▶ **Input for this task**
────────────────────────────────────────

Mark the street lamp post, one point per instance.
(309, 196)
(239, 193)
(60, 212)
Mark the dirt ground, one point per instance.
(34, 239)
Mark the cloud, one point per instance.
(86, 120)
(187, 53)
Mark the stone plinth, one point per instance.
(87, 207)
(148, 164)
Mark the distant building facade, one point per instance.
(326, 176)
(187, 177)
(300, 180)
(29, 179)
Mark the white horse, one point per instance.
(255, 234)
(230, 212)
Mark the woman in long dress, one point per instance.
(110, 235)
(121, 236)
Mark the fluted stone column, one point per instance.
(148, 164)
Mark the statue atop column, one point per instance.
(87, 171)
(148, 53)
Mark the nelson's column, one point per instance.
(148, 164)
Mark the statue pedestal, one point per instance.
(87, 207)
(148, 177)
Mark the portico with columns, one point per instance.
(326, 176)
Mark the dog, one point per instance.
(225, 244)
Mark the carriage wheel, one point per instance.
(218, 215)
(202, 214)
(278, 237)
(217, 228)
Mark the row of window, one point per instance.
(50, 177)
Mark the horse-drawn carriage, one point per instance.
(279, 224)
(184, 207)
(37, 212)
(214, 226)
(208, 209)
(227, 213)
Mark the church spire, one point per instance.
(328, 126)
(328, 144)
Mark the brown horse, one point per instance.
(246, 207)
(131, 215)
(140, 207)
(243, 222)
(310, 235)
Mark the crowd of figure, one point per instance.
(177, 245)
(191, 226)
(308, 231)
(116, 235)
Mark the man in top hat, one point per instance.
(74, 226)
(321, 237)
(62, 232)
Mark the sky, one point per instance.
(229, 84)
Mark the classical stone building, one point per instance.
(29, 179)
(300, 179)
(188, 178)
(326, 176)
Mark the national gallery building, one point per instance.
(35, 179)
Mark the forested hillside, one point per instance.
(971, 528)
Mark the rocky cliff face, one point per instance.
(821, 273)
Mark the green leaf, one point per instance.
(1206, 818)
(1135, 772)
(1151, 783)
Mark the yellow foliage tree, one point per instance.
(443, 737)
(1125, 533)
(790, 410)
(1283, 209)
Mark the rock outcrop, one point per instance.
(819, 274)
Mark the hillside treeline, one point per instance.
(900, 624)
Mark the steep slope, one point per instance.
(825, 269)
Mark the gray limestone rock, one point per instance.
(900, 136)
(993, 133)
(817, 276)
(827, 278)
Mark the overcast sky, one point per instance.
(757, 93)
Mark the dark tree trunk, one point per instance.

────────────────────────────────────────

▶ **Work to complete**
Every line from the one holding "Mark the man" through the last line of the listing above should be set down exactly, and nothing more.

▶ **Exercise solution**
Mark the man in top hat, one point per instance.
(74, 226)
(321, 237)
(62, 232)
Mark the sky, one point per instance.
(229, 84)
Mark the classical stone building, one point per instance.
(29, 179)
(300, 179)
(188, 178)
(326, 176)
Mark the national gallery building, one point per instance.
(35, 179)
Mark the forested hillside, one point per instance.
(971, 528)
Mark the rocky cliff face, one point per instance.
(821, 273)
Mark the green leaf, one point per instance.
(1206, 818)
(1135, 772)
(1151, 783)
Mark the yellow foliage tree, one point per instance.
(443, 737)
(1125, 533)
(790, 410)
(1283, 209)
Mark the rock outcrop, one point per instance.
(819, 274)
Mark the hillside treeline, one point per instance.
(900, 624)
Mark the steep slope, one point per instance.
(825, 269)
Mark the gray limestone rock, one point per instance.
(900, 136)
(993, 133)
(817, 276)
(827, 278)
Mark the overcast sky, one point per instance.
(757, 93)
Mark the dark tree trunk, one point per instance.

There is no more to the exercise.